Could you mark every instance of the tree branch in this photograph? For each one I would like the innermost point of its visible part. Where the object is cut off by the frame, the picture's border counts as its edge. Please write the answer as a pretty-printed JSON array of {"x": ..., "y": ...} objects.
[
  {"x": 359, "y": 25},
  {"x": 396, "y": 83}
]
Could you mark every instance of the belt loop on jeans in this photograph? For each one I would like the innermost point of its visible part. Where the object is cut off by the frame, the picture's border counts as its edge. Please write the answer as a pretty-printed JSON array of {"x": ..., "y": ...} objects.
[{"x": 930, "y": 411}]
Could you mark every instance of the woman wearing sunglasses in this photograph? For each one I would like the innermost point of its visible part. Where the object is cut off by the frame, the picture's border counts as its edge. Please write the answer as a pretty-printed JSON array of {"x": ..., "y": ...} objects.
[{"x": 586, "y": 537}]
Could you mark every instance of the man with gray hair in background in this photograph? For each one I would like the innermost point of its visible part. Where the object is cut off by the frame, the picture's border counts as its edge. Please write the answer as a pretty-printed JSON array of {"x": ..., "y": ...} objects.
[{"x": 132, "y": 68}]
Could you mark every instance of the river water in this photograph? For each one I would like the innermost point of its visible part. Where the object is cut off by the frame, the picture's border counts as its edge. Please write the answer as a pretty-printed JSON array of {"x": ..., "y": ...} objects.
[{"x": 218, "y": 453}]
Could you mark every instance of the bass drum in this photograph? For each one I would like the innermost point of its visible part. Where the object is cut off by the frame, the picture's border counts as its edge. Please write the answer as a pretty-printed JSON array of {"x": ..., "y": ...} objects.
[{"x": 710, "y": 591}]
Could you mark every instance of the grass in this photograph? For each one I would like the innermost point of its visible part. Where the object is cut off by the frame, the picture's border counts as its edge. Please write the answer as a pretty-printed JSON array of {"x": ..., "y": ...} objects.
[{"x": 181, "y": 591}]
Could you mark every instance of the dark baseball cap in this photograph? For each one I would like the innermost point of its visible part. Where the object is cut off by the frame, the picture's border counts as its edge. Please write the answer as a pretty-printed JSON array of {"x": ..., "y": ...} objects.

————————

→ **Work required**
Print all of the entries exactly as they appear.

→ **Written answer**
Could you mark every instance of the tree branch in this photograph? For each one I would like the innermost point of its visible part. Where the object is cut off by the frame, the picture's border counts as its edge. Please write the answer as a pretty-printed JSON array of {"x": ..., "y": ...} objects.
[
  {"x": 359, "y": 25},
  {"x": 396, "y": 83}
]
Could you mark every instance of the belt loop on jeans in this photograph? For each one I would like the innermost point of its visible part. Where the object is cut off by the frame, the picture's border counts as its edge. Please write the answer as a pretty-printed JSON array of {"x": ..., "y": ...} objects.
[{"x": 930, "y": 411}]
Could you mark every instance of the woman wearing sunglasses in this photograph? For each one I would like the innermost point of its visible part. Where the object is cut off by the frame, the picture's border counts as its edge. Please write the answer as a pretty-printed JSON array of {"x": ..., "y": ...} objects.
[{"x": 586, "y": 537}]
Could you mark every instance of the man with gray hair in background in this photograph? For each one I would like the innermost point of its visible part. Where the object is cut off by the frame, the picture's border counts as its edge. Please write the answer as a pretty-printed JSON array of {"x": ..., "y": ...} objects.
[{"x": 132, "y": 68}]
Could you mark every instance of the river water in this photograph? For each one I would like the innermost point of its visible part. Where the object is cut off by the frame, the picture's border counts as its edge. Please write the answer as a pretty-printed JSON array of {"x": ..., "y": ...} objects.
[{"x": 218, "y": 453}]
Could you mark every instance of the bass drum in this photograph? For each one I would like the innermost point of its visible part. Where the object is cut off by the frame, the picture's border counts as its edge. Please write the answer as a pretty-printed JSON array of {"x": ..., "y": ...} objects.
[{"x": 710, "y": 591}]
Could you mark every instance of the grass in this photograph? For each one I would like the innermost point of its visible part. Where the object is cut off by the frame, the picture's border counts as its edge. Please write the answer as a pretty-printed JSON array of {"x": ..., "y": ...} objects.
[{"x": 181, "y": 591}]
Could you mark every instance of the dark baseball cap in this photograph? For each one I would like the innermost point of its visible part. Where the object is cut off by the frame, the picture's border counts as its edge. Please write the answer as a pretty-printed JSON array of {"x": ..., "y": ...} objects.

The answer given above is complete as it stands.